**Stated task 1**
From the Lake Louise event report below, return the passage starting at "There were no" and ending at "of the page.", word for word.

◆ ◆ ◆

1st Annual Activity
July 23rd, 2022
Lake Louise, Alberta
Our first annual event was a success with a fantastic group of 17 people in attendance. The weather was sunny and warm. We played an EPIC game of frisbee on the best playing field in the national park system. We even swam in the lake a bit.
Our location was in a visible location but nobody had to walk through our group to get to their destination. We were 150 meters off the trail at the closest point, with a trek through shin deep water that was required to get to our location.
The sand looks dry until you sit on it for a bit and water soaks into your towel. Next year we'll be bringing tarps to put our towels on.
Despite being given notice months ahead of time, the Lake Louise RCMP contacted GNB! by phone just 2 days before the planned activity to explain the criminal charges that would be considered, likely in an attempt to invoke fear, apparently hoping for an activity cancellation. Proposed charges included Indecent Acts (s. 173 of the Criminal Code). Unbeknownst to the RCMP, we are quite knowledgeable on the law, and an Indecent Act must have a sexual component such as masturbation. We were advised that our activity may impact local businesses (horse tours), so we emailed the local stables so they could make their own choice on the matter. We were notified that some people may be offended, seemingly with the implication that one's offense is what determines the criminal nature of the activity rather than the law.
It is notable that even at this time, the RCMP had NOT declared the activity to be illegal, they were simply informing us of the factors that they would be considering if they chose to pursue criminal charges. It is our interpretation and understanding that none of the proposed charges apply to skinny dipping for self fulfilment purposes, so we advised the RCMP of our intentions to proceed with the activity. We reiterated that we would be more than happy to get dressed if asked because we wish to demonstrate that we are reasonable people and not a problem.
One hour and fifteen minutes after peeling down 2 RCMP officers and a park warden supervisor arrived, instantly declared the activity to be illegal, and asked us to get dressed, which we did. The RCMP implemented several different intimidation tactics throughout this interaction.
There were no charges laid, and the police advised us that if we got dressed and stayed dressed the matter would be considered "resolved".
It is notable that the RCMP threatened to charge women for public nudity for being topless. This issue is generally considered a settled issue as result of District of Maple Ridge v. Meyer, 2000 BCSC 902 (CanLII) and R. v. Jacob, 1996 CanLII 1119 (ON CA). Additionally, the City of Edmonton has an official policy stating "All patrons are permitted to go topless in City operated pools if they so wish". The City of Edmonton's policy is located HERE and is under the "Swim Apparel" submenu located near the bottom of the page.
After the activity we submitted a Freedom of Information and Protection of Privacy Act (FOIP) request for Parks Canada email communications. We got quite a few juicy tidbits of information back from our request. Despite initiating this conversation in 2018, it appears that Parks Canada didn't even bother seeking legal advice until about 3 months before our planned activity when it finally became clear to them we intended to proceed. Parks Canada discussed using park regulations to ban us from the area (they couldn't) and tried to declare this activity an "illegal special event" even though we didn't meet any of the criteria of a special event.

◆ ◆ ◆

**Stated task 2**
Report every line of the listing below that contains the word "like". Case counts.

◆ ◆ ◆

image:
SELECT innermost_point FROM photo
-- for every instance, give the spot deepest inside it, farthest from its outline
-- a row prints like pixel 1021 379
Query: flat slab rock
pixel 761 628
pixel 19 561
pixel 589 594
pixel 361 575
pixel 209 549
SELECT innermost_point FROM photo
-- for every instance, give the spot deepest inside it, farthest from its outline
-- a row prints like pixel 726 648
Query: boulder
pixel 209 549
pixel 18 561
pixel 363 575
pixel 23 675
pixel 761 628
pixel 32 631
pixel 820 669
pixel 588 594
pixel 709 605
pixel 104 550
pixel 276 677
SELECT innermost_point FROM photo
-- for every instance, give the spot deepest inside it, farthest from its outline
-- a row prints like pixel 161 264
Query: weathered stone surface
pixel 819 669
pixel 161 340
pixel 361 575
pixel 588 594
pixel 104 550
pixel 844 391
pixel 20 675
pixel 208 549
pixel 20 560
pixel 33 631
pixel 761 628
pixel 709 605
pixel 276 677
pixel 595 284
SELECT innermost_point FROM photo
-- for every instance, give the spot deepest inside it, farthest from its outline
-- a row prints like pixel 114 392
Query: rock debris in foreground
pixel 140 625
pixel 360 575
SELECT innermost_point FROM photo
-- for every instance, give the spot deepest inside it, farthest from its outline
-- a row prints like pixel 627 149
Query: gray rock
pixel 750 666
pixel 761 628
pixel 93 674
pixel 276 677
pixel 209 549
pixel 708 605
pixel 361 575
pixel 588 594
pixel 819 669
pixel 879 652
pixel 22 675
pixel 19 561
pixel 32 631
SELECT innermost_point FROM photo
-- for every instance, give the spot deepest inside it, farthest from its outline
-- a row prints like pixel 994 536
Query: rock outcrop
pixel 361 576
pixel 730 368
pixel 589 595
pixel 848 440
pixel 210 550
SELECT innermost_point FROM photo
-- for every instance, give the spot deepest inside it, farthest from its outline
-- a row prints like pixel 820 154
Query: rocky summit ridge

◆ ◆ ◆

**Exercise solution 1**
There were no charges laid, and the police advised us that if we got dressed and stayed dressed the matter would be considered "resolved".
It is notable that the RCMP threatened to charge women for public nudity for being topless. This issue is generally considered a settled issue as result of District of Maple Ridge v. Meyer, 2000 BCSC 902 (CanLII) and R. v. Jacob, 1996 CanLII 1119 (ON CA). Additionally, the City of Edmonton has an official policy stating "All patrons are permitted to go topless in City operated pools if they so wish". The City of Edmonton's policy is located HERE and is under the "Swim Apparel" submenu located near the bottom of the page.

**Exercise solution 2**
-- a row prints like pixel 1021 379
-- a row prints like pixel 726 648
-- a row prints like pixel 161 264
-- a row prints like pixel 114 392
-- a row prints like pixel 627 149
-- a row prints like pixel 994 536
-- a row prints like pixel 820 154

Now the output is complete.